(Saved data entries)
****************

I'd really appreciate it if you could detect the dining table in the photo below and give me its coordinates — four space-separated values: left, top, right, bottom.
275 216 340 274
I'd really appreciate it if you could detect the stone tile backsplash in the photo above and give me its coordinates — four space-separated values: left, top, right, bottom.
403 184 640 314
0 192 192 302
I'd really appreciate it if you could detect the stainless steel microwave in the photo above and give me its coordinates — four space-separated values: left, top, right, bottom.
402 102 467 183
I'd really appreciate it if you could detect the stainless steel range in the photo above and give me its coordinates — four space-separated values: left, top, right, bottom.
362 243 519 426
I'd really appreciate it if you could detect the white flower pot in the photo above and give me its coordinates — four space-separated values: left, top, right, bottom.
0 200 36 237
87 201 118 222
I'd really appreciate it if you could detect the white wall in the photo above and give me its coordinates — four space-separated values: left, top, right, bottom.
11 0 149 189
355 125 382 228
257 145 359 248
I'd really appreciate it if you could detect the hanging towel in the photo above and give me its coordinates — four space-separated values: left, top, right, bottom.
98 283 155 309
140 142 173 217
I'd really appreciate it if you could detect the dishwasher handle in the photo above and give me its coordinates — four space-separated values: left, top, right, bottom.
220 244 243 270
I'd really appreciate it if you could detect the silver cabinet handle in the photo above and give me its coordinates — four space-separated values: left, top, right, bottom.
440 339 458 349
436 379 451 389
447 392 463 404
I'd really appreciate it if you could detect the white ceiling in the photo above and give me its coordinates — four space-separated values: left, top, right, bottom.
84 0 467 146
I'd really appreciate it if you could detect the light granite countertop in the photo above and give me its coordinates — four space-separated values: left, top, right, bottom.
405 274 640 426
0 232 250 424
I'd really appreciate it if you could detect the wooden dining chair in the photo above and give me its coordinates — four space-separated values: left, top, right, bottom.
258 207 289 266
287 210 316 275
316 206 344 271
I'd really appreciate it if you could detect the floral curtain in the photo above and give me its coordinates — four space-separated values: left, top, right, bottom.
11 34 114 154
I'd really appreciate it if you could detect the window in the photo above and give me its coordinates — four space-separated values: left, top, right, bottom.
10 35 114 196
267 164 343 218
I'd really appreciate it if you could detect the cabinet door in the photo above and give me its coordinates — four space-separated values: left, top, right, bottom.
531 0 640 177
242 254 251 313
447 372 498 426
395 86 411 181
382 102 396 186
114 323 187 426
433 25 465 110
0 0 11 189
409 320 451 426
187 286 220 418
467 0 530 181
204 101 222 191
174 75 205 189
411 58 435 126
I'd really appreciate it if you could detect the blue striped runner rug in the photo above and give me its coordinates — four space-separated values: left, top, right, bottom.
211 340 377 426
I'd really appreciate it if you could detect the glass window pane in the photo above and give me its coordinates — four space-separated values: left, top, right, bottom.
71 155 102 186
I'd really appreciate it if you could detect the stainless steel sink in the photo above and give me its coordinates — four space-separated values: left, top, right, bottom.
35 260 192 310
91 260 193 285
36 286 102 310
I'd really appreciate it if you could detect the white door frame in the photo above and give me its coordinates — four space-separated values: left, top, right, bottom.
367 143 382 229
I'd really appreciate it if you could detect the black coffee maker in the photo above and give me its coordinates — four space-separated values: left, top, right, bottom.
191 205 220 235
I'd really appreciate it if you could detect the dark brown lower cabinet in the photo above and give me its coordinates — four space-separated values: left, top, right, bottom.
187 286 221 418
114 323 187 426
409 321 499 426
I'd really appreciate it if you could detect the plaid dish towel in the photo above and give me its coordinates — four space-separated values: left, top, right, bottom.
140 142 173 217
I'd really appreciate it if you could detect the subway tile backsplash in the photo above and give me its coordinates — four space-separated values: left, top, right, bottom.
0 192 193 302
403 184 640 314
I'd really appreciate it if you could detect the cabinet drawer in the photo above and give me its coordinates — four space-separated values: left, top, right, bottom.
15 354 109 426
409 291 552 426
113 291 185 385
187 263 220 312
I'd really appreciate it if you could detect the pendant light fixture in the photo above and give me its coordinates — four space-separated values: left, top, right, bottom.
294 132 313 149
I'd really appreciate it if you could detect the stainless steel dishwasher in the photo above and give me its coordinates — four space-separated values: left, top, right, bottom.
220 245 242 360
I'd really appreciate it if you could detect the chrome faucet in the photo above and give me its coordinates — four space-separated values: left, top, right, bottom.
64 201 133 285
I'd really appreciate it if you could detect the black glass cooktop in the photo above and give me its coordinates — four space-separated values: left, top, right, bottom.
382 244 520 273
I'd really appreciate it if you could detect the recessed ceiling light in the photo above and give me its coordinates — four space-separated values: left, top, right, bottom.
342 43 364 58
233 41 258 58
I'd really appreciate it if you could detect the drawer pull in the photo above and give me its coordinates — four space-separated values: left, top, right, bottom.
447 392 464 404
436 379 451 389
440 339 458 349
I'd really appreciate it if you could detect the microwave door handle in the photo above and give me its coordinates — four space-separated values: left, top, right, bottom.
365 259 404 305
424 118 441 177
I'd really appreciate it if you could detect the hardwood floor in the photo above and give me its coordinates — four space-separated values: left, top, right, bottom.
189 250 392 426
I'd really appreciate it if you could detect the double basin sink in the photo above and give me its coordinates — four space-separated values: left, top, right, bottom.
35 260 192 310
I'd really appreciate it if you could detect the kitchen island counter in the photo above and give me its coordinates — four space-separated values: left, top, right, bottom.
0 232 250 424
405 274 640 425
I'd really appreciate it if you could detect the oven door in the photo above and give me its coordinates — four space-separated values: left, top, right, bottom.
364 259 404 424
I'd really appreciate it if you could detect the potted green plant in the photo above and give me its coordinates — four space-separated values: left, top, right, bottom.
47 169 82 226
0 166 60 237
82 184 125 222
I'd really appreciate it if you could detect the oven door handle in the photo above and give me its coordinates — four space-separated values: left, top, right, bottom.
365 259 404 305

****************

## WHAT TO PRODUCE:
Recast the lines above as a two-column CSV with columns named "ask" and "answer," one row per line that asks for coordinates. Put that line's text in the first quoted field and everything that answers it in the second, turning any line breaks into spaces.

## SOLUTION FOR THIS TASK:
ask,answer
"I'd really appreciate it if you could detect the dining table in the photo below and give me its coordinates — four space-separated values: left, top, right, bottom.","275 216 340 274"
"I'd really appreciate it if you could detect the stone tile backsplash in the photo above and give me its coordinates — four space-separated values: left, top, right, bottom.","403 184 640 314 0 192 192 302"
"I'd really appreciate it if you could detect the stainless steel microwave in the photo above and give me its coordinates — four space-separated values: left, top, right, bottom.","402 102 467 183"
"I'd really appreciate it if you could detect the stainless steel range in the photo above and give me its coordinates — four space-separated values: left, top, right, bottom.","362 243 519 426"
"I'd really appreciate it if you could detect the white flower pot in the photo above and give me its coordinates — four space-separated values: left, top, right, bottom.","0 200 36 237 87 201 118 222"
"I'd really appreciate it if you could detect the white wall in the photo above and give me its coordinates — four space-separated values: left, top, right, bottom.","11 0 149 189 355 125 382 228 257 145 359 248"
"I'd really appreciate it if you could detect the hanging towel in the photo above and give me its coordinates — four space-separated values: left, top, right, bottom.","98 283 155 309 140 142 173 217"
"I'd really appreciate it if you could detect the dishwasher handle in the photo above and give me its coordinates — four space-separated values: left, top, right, bottom.","220 244 243 270"
"I'd really appreciate it if you could detect the silver cabinet handle in the photo above and give me its coordinates — four space-separated values: left, top, right, bottom.","440 339 458 349 436 379 451 389 447 392 463 404"
"I'd really appreciate it if you could detect the white ceiling in the photo above and give me its coordinates — four space-separated values: left, top, right, bottom.","84 0 467 146"
"I'd really appreciate it if you could detect the light granite countertop in the photo above and give me its coordinates — four space-separated values: left, top, right, bottom.","405 274 640 426 0 232 250 424"
"I'd really appreciate it if you could detect the wooden dining chair in the photo above and give me its coordinates — four space-separated values: left, top, right, bottom.","258 207 289 266 287 210 316 275 316 206 344 271"
"I'd really appreciate it if you could detect the floral curtain in the photo above and give me its coordinates — four space-separated values: left, top, right, bottom.","11 34 114 154"
"I'd really appreciate it if you could detect the window in the photo above and give me its coordinates — four space-separated values: left, top, right, bottom.","10 35 114 196 267 164 343 218"
"I'd really appreciate it if you could detect the cabinet door in the photo above and give me its coordinates — four space-separated values: left, top, right, bottom.","531 0 640 177 242 254 251 313 447 372 498 426 395 86 411 181 382 102 396 186 114 323 187 426 433 25 465 110 0 0 11 189 409 320 451 426 187 286 220 418 467 0 530 181 204 101 222 191 174 75 205 189 411 58 435 126"
"I'd really appreciate it if you could detect the blue striped runner rug in the photo above and give me its coordinates — four space-separated values: left, top, right, bottom.","211 340 377 426"
"I'd really appreciate it if you could detect the glass window pane in the photo above and give me its coordinates — four space-separated values: left, top, right, bottom.","71 155 102 186"
"I'd really appreciate it if you could detect the stainless steel sink in the photo above and give me its coordinates — four space-separated values: left, top, right, bottom.","35 260 192 310 91 260 193 285 36 286 102 310"
"I'd really appreciate it if you could detect the white door frame in the photo above and give me its coordinates — four space-separated values: left, top, right, bottom.","367 143 382 229"
"I'd really appreciate it if you could detect the black coffee maker in the photo above and give me its coordinates — four space-separated values: left, top, right, bottom.","191 205 220 235"
"I'd really appreciate it if you could detect the dark brown lower cabinet in the photo above and give me its coordinates — four space-separated values: left, top, right, bottom.","187 286 221 418 114 323 187 426 409 321 499 426"
"I'd really appreciate it if you could detect the plaid dish towel in the photo above and give me its coordinates — four space-separated values: left, top, right, bottom.","140 142 173 217"
"I'd really appreciate it if you could detect the subway tile backsplash in the photo above and give me its coordinates — four space-separated values: left, top, right, bottom.","0 192 193 302 403 184 640 314"
"I'd really appreciate it if you could detect the cabinet drawer in the photo above and give me its coordinates — four space-separated values: left, top, right, bottom.","15 354 109 426 409 291 552 426 113 291 185 385 187 263 220 312"
"I'd really appreciate it if you could detect the pendant light fixture in the photo above and give me its coordinates — four space-separated values: left, top, right, bottom.","294 132 313 149"
"I'd really appreciate it if you could detect the stainless steel dishwasher in the photo above and give me its coordinates — four space-separated values: left, top, right, bottom.","220 245 242 360"
"I'd really appreciate it if you could detect the chrome faucet in the photo above and give me its coordinates — four space-separated values: left, top, right, bottom.","64 201 133 285"
"I'd really appreciate it if you could detect the black glass cooktop in the photo above and give me its coordinates — four space-separated values: left, top, right, bottom.","382 244 520 273"
"I'd really appreciate it if you could detect the recessed ceiling light in the photo above and give me its coordinates — four space-separated values: left, top, right, bottom.","342 43 364 58 233 41 258 58"
"I'd really appreciate it if you could detect the drawer pull in the photo above and give me its coordinates — four space-separated values: left, top, right, bottom.","447 392 464 404 436 379 451 389 440 339 458 349"
"I'd really appreciate it if you could detect the microwave door handle in the photo above and give me its coordinates — four space-separated values: left, top, right, bottom.","365 259 404 305 424 118 441 177"
"I'd really appreciate it if you could detect the hardwood floor in the photo above and give me its coordinates — four space-separated values: left, top, right, bottom.","189 250 392 426"
"I'd really appreciate it if you could detect the double basin sink in the photo above and give me its coordinates — four space-separated values: left, top, right, bottom.","35 260 192 310"
"I'd really appreciate it if you could detect the kitchen island counter in the photo above and give me its coordinates — four space-separated values: left, top, right, bottom.","0 232 250 424 405 274 640 425"
"I'd really appreciate it if you could detect the oven door in the photo above and give me its coordinates — four space-separated values: left, top, right, bottom.","364 259 404 424"
"I'd really appreciate it if you could detect the potted green plant in the photo above and give me its coordinates — four space-separated values: left, top, right, bottom.","47 169 82 226 0 166 60 237 82 184 125 222"
"I'd really appreciate it if you could detect the oven door handle in the photo above and give me its coordinates — four space-separated values: left, top, right, bottom.","365 259 404 305"